From the entries, return every line where the string "below" shows up.

- **Material provided**:
--- START ---
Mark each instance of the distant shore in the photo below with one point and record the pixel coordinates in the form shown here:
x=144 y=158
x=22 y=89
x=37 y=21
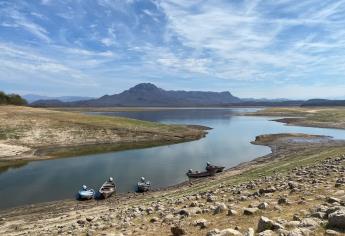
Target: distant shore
x=28 y=134
x=63 y=216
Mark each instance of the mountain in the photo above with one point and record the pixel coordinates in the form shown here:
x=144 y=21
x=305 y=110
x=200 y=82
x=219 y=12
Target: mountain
x=147 y=94
x=323 y=102
x=34 y=97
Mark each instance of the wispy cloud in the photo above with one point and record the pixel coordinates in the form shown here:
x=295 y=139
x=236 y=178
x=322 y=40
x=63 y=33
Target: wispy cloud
x=245 y=45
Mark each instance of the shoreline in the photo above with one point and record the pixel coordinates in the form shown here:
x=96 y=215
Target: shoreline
x=66 y=212
x=42 y=134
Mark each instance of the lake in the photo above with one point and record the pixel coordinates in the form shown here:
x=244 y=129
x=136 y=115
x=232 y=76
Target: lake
x=228 y=144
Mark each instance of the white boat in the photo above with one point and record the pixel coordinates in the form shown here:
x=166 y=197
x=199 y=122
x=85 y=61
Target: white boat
x=85 y=193
x=108 y=188
x=143 y=186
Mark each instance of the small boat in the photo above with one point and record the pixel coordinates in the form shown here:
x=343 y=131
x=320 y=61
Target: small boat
x=213 y=167
x=107 y=189
x=85 y=193
x=143 y=186
x=197 y=174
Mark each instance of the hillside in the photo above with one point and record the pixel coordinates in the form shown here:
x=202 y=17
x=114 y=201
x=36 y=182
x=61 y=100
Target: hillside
x=323 y=102
x=11 y=99
x=35 y=133
x=147 y=94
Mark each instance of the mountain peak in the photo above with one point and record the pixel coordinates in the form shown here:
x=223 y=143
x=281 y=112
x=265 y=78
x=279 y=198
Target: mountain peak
x=145 y=86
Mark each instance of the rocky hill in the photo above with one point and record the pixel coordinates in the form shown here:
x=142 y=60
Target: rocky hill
x=147 y=94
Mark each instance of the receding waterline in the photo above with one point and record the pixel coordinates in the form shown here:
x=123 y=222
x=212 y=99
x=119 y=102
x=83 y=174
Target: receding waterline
x=228 y=144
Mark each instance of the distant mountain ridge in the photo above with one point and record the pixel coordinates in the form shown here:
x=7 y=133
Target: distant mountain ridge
x=34 y=97
x=323 y=102
x=147 y=94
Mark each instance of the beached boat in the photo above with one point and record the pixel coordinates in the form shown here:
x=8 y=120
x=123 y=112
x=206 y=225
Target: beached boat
x=217 y=169
x=143 y=185
x=197 y=174
x=108 y=188
x=85 y=193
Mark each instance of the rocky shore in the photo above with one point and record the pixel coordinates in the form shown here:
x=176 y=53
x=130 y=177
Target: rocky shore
x=298 y=189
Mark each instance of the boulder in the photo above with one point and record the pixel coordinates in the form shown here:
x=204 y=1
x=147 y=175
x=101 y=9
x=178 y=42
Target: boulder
x=177 y=230
x=202 y=223
x=230 y=232
x=263 y=205
x=221 y=207
x=250 y=211
x=337 y=219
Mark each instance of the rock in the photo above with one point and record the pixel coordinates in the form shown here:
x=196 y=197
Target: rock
x=263 y=205
x=333 y=200
x=213 y=232
x=211 y=198
x=292 y=185
x=80 y=222
x=250 y=211
x=220 y=208
x=309 y=223
x=330 y=232
x=264 y=224
x=190 y=211
x=230 y=232
x=249 y=232
x=154 y=219
x=266 y=233
x=177 y=230
x=232 y=212
x=282 y=200
x=168 y=218
x=267 y=190
x=202 y=223
x=267 y=224
x=337 y=219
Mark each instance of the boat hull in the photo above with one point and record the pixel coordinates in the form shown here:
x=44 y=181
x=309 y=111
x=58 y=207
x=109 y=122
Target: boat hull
x=200 y=174
x=107 y=189
x=217 y=169
x=86 y=195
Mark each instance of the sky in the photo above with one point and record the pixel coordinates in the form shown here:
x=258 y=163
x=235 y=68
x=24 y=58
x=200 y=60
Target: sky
x=253 y=48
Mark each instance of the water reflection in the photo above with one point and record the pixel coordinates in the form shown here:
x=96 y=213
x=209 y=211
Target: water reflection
x=228 y=144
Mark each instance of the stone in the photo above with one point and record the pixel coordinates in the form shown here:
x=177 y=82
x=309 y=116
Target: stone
x=232 y=212
x=202 y=223
x=337 y=219
x=249 y=232
x=177 y=230
x=154 y=219
x=211 y=198
x=263 y=205
x=264 y=224
x=267 y=233
x=250 y=211
x=213 y=232
x=80 y=222
x=267 y=224
x=330 y=232
x=168 y=218
x=230 y=232
x=282 y=200
x=221 y=207
x=309 y=223
x=333 y=200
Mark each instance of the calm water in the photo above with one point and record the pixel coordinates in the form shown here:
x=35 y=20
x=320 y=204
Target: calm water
x=228 y=144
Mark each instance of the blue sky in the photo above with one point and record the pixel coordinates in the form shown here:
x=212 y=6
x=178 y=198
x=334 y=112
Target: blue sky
x=252 y=48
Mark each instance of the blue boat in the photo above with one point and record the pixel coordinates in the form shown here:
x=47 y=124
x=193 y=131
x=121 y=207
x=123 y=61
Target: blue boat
x=143 y=185
x=85 y=193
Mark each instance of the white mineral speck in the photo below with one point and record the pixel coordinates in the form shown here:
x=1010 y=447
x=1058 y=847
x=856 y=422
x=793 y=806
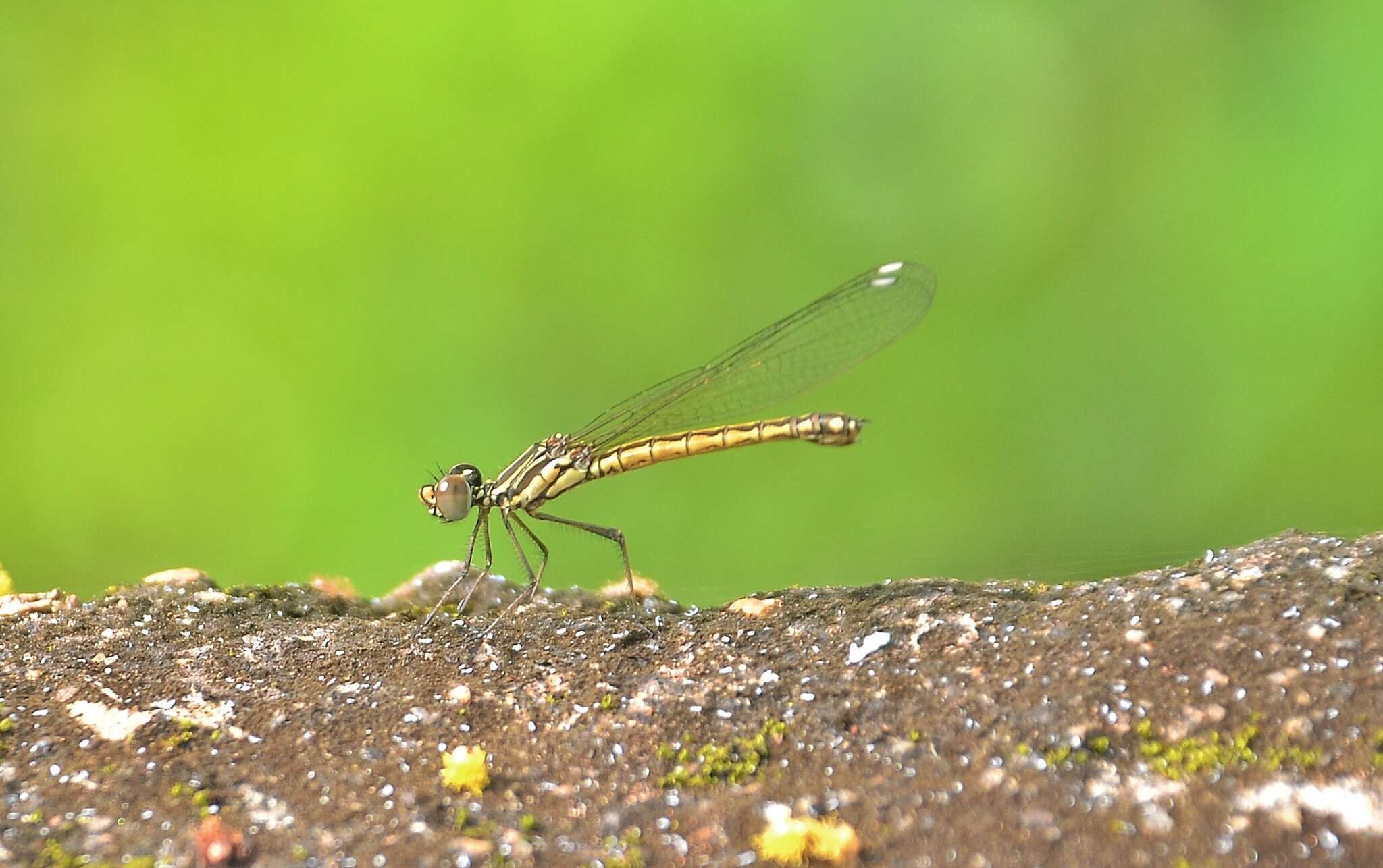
--- END ---
- **Expected answer**:
Mark each instance of the distant shore in the photo below with one point and record the pixel coordinates in the form shown here:
Mark each instance of the white mineral speck in the photo below with one point and record the pixel coordinates in the form shown here:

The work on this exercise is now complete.